**Excerpt to read:**
━━━━━━

In a surprising move, Eli Lilly discontinued further development of a cholesterol-lowering treatment that some Wall Streeters thought would become a blockbuster medicine. A data monitoring committee determined that the drug, known as evacetrapib, simply wasn’t working  and so was unlikely to meet the primary endpoint in a key late-stage clinical trial.
Interestingly, two other drug makers have similarly failed to develop the same type of drug, known as a CETP inhibitor, which has been tested to raise HDL, or good cholesterol. Several years ago, a Pfizer drug famously flopped and the episode raised skepticism about whether such an approach can work. And Roche later abandoned its own version.
So what now? For Lilly, the decision places more pressure to succeed with other pipeline products, notably an Alzheimer’s drug. The news is also likely to raise doubts about a CETP drug that Merck is developing. But for other companies – notably, Amgen, Regeneron Pharmaceuticals and Sanofi – this may be a gift, since their new injectable treatments will face less competition.

━━━━━━

**What to do:**
1: In the evacetrapib article, which three companies may benefit because their new injectable treatments will face less competition?
2: Continue the evacetrapib article from its final sentence with a paragraph or two.
The material placed after this has nothing to do with the evacetrapib article.

━━━━━━

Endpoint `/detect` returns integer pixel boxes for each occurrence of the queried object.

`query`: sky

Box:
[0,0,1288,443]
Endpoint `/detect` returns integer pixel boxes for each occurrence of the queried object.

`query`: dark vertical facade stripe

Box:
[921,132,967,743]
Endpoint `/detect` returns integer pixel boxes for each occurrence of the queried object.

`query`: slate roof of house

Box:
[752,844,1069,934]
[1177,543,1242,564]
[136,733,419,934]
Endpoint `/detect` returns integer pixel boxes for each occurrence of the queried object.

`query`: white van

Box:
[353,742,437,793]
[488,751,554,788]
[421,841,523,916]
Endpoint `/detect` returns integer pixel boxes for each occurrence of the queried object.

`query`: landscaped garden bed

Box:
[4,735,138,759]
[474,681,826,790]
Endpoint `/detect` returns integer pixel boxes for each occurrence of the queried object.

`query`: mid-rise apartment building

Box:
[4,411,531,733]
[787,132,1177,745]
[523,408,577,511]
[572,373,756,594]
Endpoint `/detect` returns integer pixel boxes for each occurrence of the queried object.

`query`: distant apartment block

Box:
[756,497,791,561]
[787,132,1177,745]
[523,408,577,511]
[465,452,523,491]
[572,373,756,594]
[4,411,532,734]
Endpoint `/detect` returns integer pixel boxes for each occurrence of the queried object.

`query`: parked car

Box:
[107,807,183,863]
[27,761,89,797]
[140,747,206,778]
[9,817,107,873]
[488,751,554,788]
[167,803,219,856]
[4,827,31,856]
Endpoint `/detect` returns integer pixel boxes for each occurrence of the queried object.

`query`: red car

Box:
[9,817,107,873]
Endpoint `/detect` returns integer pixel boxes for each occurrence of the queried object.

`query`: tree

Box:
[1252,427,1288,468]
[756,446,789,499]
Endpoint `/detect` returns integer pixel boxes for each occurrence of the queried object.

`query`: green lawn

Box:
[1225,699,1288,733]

━━━━━━

**Your written answers:**
1: Amgen, Regeneron Pharmaceuticals and Sanofi.

2:
Here is what some of the wags are saying:
As Sanford Bernstein analyst Tim Anderson explained in a research note, Wall Street was more optimistic about the Lilly and Merck drugs. Why? Unlike the drugs that failed, these drugs not only demonstrated an ability to raise good cholesterol, but also to lower LDL, or bad cholesterol. There is established benefit, of course, to lowering LDL, and both drug makers designed their studies to show a cardiovascular benefit by doing so.
This approach “seemed to raise the odds of successful trial outcomes,” he wrote. But he added that dismissing the Merck drug may be premature, if only because Merck is testing its drug in a larger patient population than Lilly did – 30,000 people versus 12,000. He added that the Merck trial is also including patients who experienced fewer cardiovascular problems, suggesting the potential for better outcomes.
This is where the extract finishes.